> Zitierter Text

Mein Redebeitrag für die Medienkonferenz vom Dienstag, 3. März 2020, zur kantonalen Volksmotion: «Mehr Demokratie für Schaffhausen – einfach & sicher».

Vor 19 Jahren hat der Bundesrat einen historischen Fehlentscheid getroffen. Er hat 2002 im Rahmen der Strategie «Vote électronique» entschieden, E-Voting gegenüber E-Collecting zu priorisieren, woran er bis heute tapfer festgehalten hat.

Seit 19 Jahre also liegt die Digitalisierung der elektronischen Unterschriftensammlung auf Eis. Die Schweiz ist eine Briefkasten-Demokratie geblieben, die noch immer auf Papier und Bleistift setzt. Doch jetzt, wo E-Voting mehr und mehr unter Druck steht, kommt ein lang ersehnter Demokratie-Frühling und zwar durch Kantone wie Schaffhausen, die E-Collecting auf die politische Agenda setzen. Und dies, nur wenige Monate bevor wir darüber abstimmen, ob die nationale E-ID von privaten Unternehmen herausgeben wird. Auch für E-Collecting wäre dies ein Richtungsentscheid.

Aus dieser Aktualität heraus ist die heute vorgestellte, kantonale Volksmotion für die Weiterentwicklung der direkten Demokratie umso wichtiger. Denn das elektronische Sammeln von Unterschriften senkt erstens bestehende Alltagshürden, Initiativen und Referenden zu unterzeichnen und erweitert zweitens den Kreis der Bürgerinnen und Bürger, die sich daran beteiligen.

Diese zwei genannten Effekte zeigen sich auch in unseren Erfahrungen mit der Online-Plattform WeCollect, mit der wir seit 2015 über 380’000 Unterschriften via Internet gesammelt haben. Die Altersgruppe, die am meisten online Initiativen und Referenden unterstützt, sind die 18 bis 30 Jährigen. Daher ist zu erwarten, dass E-Collecting einen wichtigen Beitrag leisten wird, jüngere Menschen zu erreichen und sie für eine aktive Beteiligung an der direkten Demokratie zu gewinnen. Gleichzeitig ist anzumerken, dass auch ältere Personen die Plattform WeCollect nutzen. Der Partizipationseffekt geht weit über die jüngeren Bürgerinnen und Bürger hinaus.

> Aufgaben
• 1. Beantworte diese Fragen zum zitierten Text:
(a) In welchem Jahr entschied der Bundesrat, E-Voting gegenüber E-Collecting zu priorisieren?
(b) Wie viele Unterschriften wurden seit 2015 über die Online-Plattform WeCollect gesammelt?
(c) Welche Altersgruppe unterstützt online am meisten Initiativen und Referenden?
• 2. Schreib aus dem zitierten Text den Abschnitt zwischen „Diese zwei genannten“ und „und Bürger hinaus.“ wortgetreu ab, beide Stellen eingeschlossen.

> Bereitgestellte Daten
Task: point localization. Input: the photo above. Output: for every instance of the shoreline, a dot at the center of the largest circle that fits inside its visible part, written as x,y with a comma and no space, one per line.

> Lösungen
• 1.
(a) Der Bundesrat traf diesen Entscheid im Jahr 2002.
(b) Über WeCollect wurden seit 2015 über 380’000 Unterschriften gesammelt.
(c) Am meisten unterstützen die 18- bis 30-Jährigen online Initiativen und Referenden.

• 2.
Diese zwei genannten Effekte zeigen sich auch in unseren Erfahrungen mit der Online-Plattform WeCollect, mit der wir seit 2015 über 380’000 Unterschriften via Internet gesammelt haben. Die Altersgruppe, die am meisten online Initiativen und Referenden unterstützt, sind die 18 bis 30 Jährigen. Daher ist zu erwarten, dass E-Collecting einen wichtigen Beitrag leisten wird, jüngere Menschen zu erreichen und sie für eine aktive Beteiligung an der direkten Demokratie zu gewinnen. Gleichzeitig ist anzumerken, dass auch ältere Personen die Plattform WeCollect nutzen. Der Partizipationseffekt geht weit über die jüngeren Bürgerinnen und Bürger hinaus.